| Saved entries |
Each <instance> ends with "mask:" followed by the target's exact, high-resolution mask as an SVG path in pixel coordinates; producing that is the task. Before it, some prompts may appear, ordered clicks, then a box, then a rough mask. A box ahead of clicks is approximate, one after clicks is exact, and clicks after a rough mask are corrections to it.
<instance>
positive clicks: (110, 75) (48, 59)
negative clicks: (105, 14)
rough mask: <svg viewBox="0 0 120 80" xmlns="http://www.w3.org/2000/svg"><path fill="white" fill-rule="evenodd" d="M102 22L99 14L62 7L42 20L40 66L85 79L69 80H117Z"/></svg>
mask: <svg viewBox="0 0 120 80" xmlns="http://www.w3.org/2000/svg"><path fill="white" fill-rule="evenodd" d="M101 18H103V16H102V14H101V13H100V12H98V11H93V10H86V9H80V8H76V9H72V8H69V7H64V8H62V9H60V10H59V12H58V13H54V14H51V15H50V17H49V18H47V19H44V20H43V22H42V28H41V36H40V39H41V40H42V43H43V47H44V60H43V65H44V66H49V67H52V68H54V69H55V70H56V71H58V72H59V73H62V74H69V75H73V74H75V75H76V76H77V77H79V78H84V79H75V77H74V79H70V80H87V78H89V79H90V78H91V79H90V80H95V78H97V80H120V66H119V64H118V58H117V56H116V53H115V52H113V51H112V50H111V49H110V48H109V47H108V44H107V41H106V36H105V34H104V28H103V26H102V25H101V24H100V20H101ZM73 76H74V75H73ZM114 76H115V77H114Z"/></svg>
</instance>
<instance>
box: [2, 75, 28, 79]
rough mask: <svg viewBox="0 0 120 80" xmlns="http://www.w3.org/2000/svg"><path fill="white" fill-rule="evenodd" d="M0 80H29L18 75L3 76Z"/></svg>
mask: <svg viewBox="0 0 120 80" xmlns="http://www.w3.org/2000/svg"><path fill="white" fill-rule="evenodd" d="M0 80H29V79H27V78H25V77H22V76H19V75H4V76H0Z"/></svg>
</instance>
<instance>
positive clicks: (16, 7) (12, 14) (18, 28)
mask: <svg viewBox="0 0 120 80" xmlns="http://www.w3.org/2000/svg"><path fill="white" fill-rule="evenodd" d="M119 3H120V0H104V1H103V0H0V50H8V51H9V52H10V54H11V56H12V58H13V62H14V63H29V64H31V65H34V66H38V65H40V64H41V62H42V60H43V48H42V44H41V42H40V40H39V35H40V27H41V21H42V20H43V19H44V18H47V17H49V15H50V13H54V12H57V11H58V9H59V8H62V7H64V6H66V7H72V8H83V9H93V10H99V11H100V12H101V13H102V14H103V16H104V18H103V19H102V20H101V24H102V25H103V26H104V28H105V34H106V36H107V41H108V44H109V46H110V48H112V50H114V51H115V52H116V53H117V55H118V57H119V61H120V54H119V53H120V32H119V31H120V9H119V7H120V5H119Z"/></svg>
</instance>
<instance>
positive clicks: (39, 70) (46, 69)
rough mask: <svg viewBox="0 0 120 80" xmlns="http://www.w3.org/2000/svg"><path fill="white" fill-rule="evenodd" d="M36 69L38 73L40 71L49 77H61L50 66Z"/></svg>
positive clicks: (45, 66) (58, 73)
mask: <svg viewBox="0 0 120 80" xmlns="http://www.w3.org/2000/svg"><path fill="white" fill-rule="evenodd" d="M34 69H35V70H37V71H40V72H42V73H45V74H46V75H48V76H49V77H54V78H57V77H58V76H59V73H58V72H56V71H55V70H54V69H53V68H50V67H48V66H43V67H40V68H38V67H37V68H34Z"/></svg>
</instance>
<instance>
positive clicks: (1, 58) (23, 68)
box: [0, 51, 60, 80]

| Goal of the exercise |
Output an identical copy of every record above.

| Result |
Each <instance> ends with "mask:" followed by the target's exact, high-resolution mask as an SVG path in pixel coordinates; producing that is the task. Before it, some prompts may appear, ordered clicks, then a box, then a rough mask. A box ahead of clicks is approximate, one after clicks is exact, and clicks after a rough mask are corrections to it.
<instance>
positive clicks: (110, 75) (48, 59)
negative clicks: (105, 14)
rough mask: <svg viewBox="0 0 120 80" xmlns="http://www.w3.org/2000/svg"><path fill="white" fill-rule="evenodd" d="M102 22L99 14L62 7L42 20L40 66L85 79L69 80H117Z"/></svg>
mask: <svg viewBox="0 0 120 80" xmlns="http://www.w3.org/2000/svg"><path fill="white" fill-rule="evenodd" d="M101 18H103V16H102V14H101V13H100V12H98V11H93V10H86V9H80V8H76V9H72V8H69V7H64V8H62V9H60V10H59V12H58V13H54V14H51V15H50V17H49V18H47V19H44V20H43V22H42V28H41V36H40V39H41V40H42V43H43V47H44V60H43V65H44V66H49V67H52V68H54V69H55V70H56V71H58V72H59V73H62V74H69V75H73V74H75V75H76V76H77V77H79V78H84V79H75V77H74V79H70V80H87V78H89V79H90V78H91V79H90V80H95V78H97V80H120V66H119V64H118V58H117V56H116V53H115V52H113V51H112V50H111V49H110V48H109V47H108V44H107V41H106V36H105V34H104V28H103V26H102V25H101V24H100V20H101ZM73 76H74V75H73ZM114 76H115V77H114Z"/></svg>
</instance>
<instance>
box: [2, 75, 28, 79]
rough mask: <svg viewBox="0 0 120 80" xmlns="http://www.w3.org/2000/svg"><path fill="white" fill-rule="evenodd" d="M0 80H29L18 75L3 76Z"/></svg>
mask: <svg viewBox="0 0 120 80" xmlns="http://www.w3.org/2000/svg"><path fill="white" fill-rule="evenodd" d="M0 80H29V79H27V78H25V77H22V76H19V75H4V76H0Z"/></svg>
</instance>
<instance>
positive clicks: (16, 7) (12, 14) (18, 28)
mask: <svg viewBox="0 0 120 80" xmlns="http://www.w3.org/2000/svg"><path fill="white" fill-rule="evenodd" d="M119 3H120V0H104V1H103V0H0V50H8V51H9V52H10V54H11V56H12V58H13V62H14V63H29V64H31V65H34V66H38V65H40V64H41V62H42V60H43V48H42V44H41V42H40V40H39V35H40V27H41V21H42V20H43V19H44V18H47V17H49V15H50V13H54V12H57V11H58V9H59V8H62V7H64V6H66V7H72V8H83V9H93V10H99V11H100V12H101V13H102V14H103V16H104V18H103V19H102V20H101V24H102V25H103V26H104V28H105V34H106V36H107V41H108V44H109V46H110V48H112V50H114V51H115V52H116V53H117V55H118V57H119V61H120V54H119V53H120V32H119V31H120V9H119V7H120V5H119Z"/></svg>
</instance>
<instance>
positive clicks: (39, 70) (46, 69)
rough mask: <svg viewBox="0 0 120 80" xmlns="http://www.w3.org/2000/svg"><path fill="white" fill-rule="evenodd" d="M36 69L38 73L40 71L49 77H61L50 66Z"/></svg>
positive clicks: (45, 66) (58, 73)
mask: <svg viewBox="0 0 120 80" xmlns="http://www.w3.org/2000/svg"><path fill="white" fill-rule="evenodd" d="M34 69H35V70H37V71H40V72H42V73H45V74H46V75H48V76H49V77H54V78H57V77H58V76H59V73H58V72H56V71H55V70H54V69H53V68H50V67H48V66H43V67H40V68H38V67H37V68H34Z"/></svg>
</instance>
<instance>
positive clicks: (1, 58) (23, 68)
box: [0, 51, 60, 80]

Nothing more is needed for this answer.